| Your instructions |
What follows is a set of records; repeat them exactly, without the pictures.

| Saved entries |
######

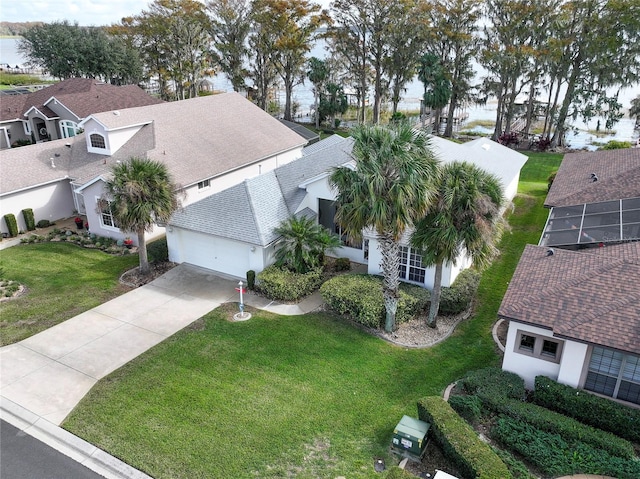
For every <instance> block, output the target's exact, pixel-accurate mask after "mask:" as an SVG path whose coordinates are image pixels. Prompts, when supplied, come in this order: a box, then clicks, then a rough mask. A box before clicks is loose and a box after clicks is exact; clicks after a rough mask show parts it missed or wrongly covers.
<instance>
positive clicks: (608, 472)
mask: <svg viewBox="0 0 640 479" xmlns="http://www.w3.org/2000/svg"><path fill="white" fill-rule="evenodd" d="M491 435H492V437H494V438H495V439H497V440H498V441H500V442H501V443H502V444H503V445H504V446H505V447H507V448H509V449H511V450H512V451H515V452H517V453H518V454H520V455H522V456H523V457H524V458H525V459H526V460H527V461H529V462H530V463H531V464H533V465H534V466H535V467H536V468H538V469H539V470H540V471H542V472H543V473H544V474H547V475H550V476H553V477H558V476H564V475H572V474H597V475H605V476H612V477H616V478H618V479H637V478H638V477H640V461H636V460H629V459H622V458H620V457H615V456H612V455H610V454H609V453H607V452H606V451H603V450H601V449H599V448H597V447H593V446H590V445H589V444H585V443H583V442H581V441H576V440H568V441H567V440H565V439H564V438H562V437H561V436H560V435H559V434H551V433H548V432H544V431H540V430H538V429H536V428H534V427H533V426H531V425H529V424H527V423H524V422H522V421H518V420H515V419H512V418H508V417H502V418H500V419H498V421H497V423H496V425H495V426H494V427H493V428H492V430H491Z"/></svg>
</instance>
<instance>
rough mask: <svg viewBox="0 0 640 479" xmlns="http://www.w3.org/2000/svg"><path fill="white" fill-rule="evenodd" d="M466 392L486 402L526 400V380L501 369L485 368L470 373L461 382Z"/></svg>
mask: <svg viewBox="0 0 640 479" xmlns="http://www.w3.org/2000/svg"><path fill="white" fill-rule="evenodd" d="M460 383H461V385H462V387H463V388H464V390H465V391H466V392H467V393H469V394H476V395H478V396H479V397H480V399H482V400H483V402H484V396H486V397H490V398H491V397H502V398H505V399H506V398H511V399H518V400H520V401H522V400H524V398H525V393H526V390H525V387H524V380H523V379H522V378H521V377H520V376H518V375H517V374H514V373H510V372H508V371H503V370H502V369H500V368H493V367H490V368H483V369H477V370H475V371H471V372H469V373H468V374H467V375H466V376H465V377H464V378H462V380H461V381H460Z"/></svg>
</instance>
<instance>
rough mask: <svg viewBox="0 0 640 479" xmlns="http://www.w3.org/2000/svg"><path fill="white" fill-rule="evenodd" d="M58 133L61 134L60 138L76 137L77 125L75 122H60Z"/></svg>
mask: <svg viewBox="0 0 640 479" xmlns="http://www.w3.org/2000/svg"><path fill="white" fill-rule="evenodd" d="M60 132H61V133H62V138H71V137H72V136H76V134H77V133H78V124H77V123H76V122H75V121H71V120H62V121H61V122H60Z"/></svg>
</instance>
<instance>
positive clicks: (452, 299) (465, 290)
mask: <svg viewBox="0 0 640 479" xmlns="http://www.w3.org/2000/svg"><path fill="white" fill-rule="evenodd" d="M479 284H480V273H478V272H477V271H475V270H472V269H465V270H464V271H462V272H461V273H460V274H459V275H458V277H457V278H456V280H455V281H454V282H453V284H452V285H451V287H449V288H442V292H441V294H440V308H439V309H438V314H442V315H453V314H460V313H462V312H464V311H466V310H467V309H469V308H470V307H471V303H472V302H473V299H474V298H475V297H476V293H477V292H478V285H479Z"/></svg>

######

| Result of the exercise |
For every <instance> block, output the target's exact, pixel-accurate mask after "mask:" as an SVG path whose coordinates are image pixels. Prompts, when supplied, come in this order: a box, then clicks, then a rough mask. A box before clicks is loose and a box after clicks is exact; clicks after a rough mask show parts it missed or wrongly covers.
<instance>
positive clicks: (608, 472)
mask: <svg viewBox="0 0 640 479" xmlns="http://www.w3.org/2000/svg"><path fill="white" fill-rule="evenodd" d="M491 435H492V437H494V438H495V439H497V440H498V441H500V442H501V443H502V444H503V445H504V446H505V447H507V448H509V449H511V450H512V451H515V452H517V453H518V454H520V455H522V456H523V457H524V458H525V459H526V460H527V461H529V462H530V463H531V464H533V465H534V466H535V467H536V468H538V469H539V470H540V471H542V472H543V473H544V474H547V475H550V476H553V477H558V476H564V475H572V474H597V475H605V476H612V477H616V478H618V479H637V478H638V477H640V461H636V460H629V459H622V458H620V457H615V456H612V455H610V454H609V453H607V452H606V451H603V450H601V449H599V448H597V447H593V446H590V445H589V444H585V443H583V442H581V441H576V440H568V441H567V440H565V439H564V438H562V437H561V436H560V435H559V434H551V433H548V432H544V431H540V430H538V429H536V428H534V427H533V426H531V425H529V424H527V423H524V422H522V421H518V420H515V419H512V418H508V417H502V418H500V419H498V421H497V423H496V425H495V426H494V427H493V428H492V430H491Z"/></svg>
</instance>
<instance>
rough mask: <svg viewBox="0 0 640 479" xmlns="http://www.w3.org/2000/svg"><path fill="white" fill-rule="evenodd" d="M466 392L486 402L526 400V380L501 369L485 368L470 373L461 382Z"/></svg>
mask: <svg viewBox="0 0 640 479" xmlns="http://www.w3.org/2000/svg"><path fill="white" fill-rule="evenodd" d="M460 383H461V385H462V387H463V388H464V390H465V391H466V392H467V393H469V394H476V395H478V396H479V397H480V399H482V400H483V402H484V396H486V397H490V398H491V397H502V398H505V399H506V398H511V399H518V400H520V401H522V400H524V398H525V393H526V390H525V387H524V380H523V379H522V378H521V377H520V376H518V375H517V374H514V373H510V372H508V371H503V370H502V369H500V368H493V367H490V368H483V369H477V370H475V371H471V372H469V373H468V374H467V375H466V376H465V377H464V378H462V380H461V381H460Z"/></svg>
</instance>
<instance>
rough mask: <svg viewBox="0 0 640 479" xmlns="http://www.w3.org/2000/svg"><path fill="white" fill-rule="evenodd" d="M58 133L61 134L60 138L76 137L77 125L75 122H60Z"/></svg>
mask: <svg viewBox="0 0 640 479" xmlns="http://www.w3.org/2000/svg"><path fill="white" fill-rule="evenodd" d="M60 132H61V133H62V138H71V137H72V136H76V134H77V133H78V124H77V123H76V122H75V121H71V120H62V121H61V122H60Z"/></svg>
</instance>
<instance>
positive clicks: (452, 299) (465, 290)
mask: <svg viewBox="0 0 640 479" xmlns="http://www.w3.org/2000/svg"><path fill="white" fill-rule="evenodd" d="M479 284H480V273H478V272H477V271H475V270H472V269H465V270H464V271H462V272H461V273H460V274H459V275H458V277H457V278H456V280H455V281H454V282H453V284H452V285H451V287H449V288H442V292H441V294H440V308H439V309H438V314H442V315H453V314H460V313H462V312H464V311H466V310H467V309H469V308H470V307H471V303H472V302H473V299H474V298H475V297H476V293H477V292H478V285H479Z"/></svg>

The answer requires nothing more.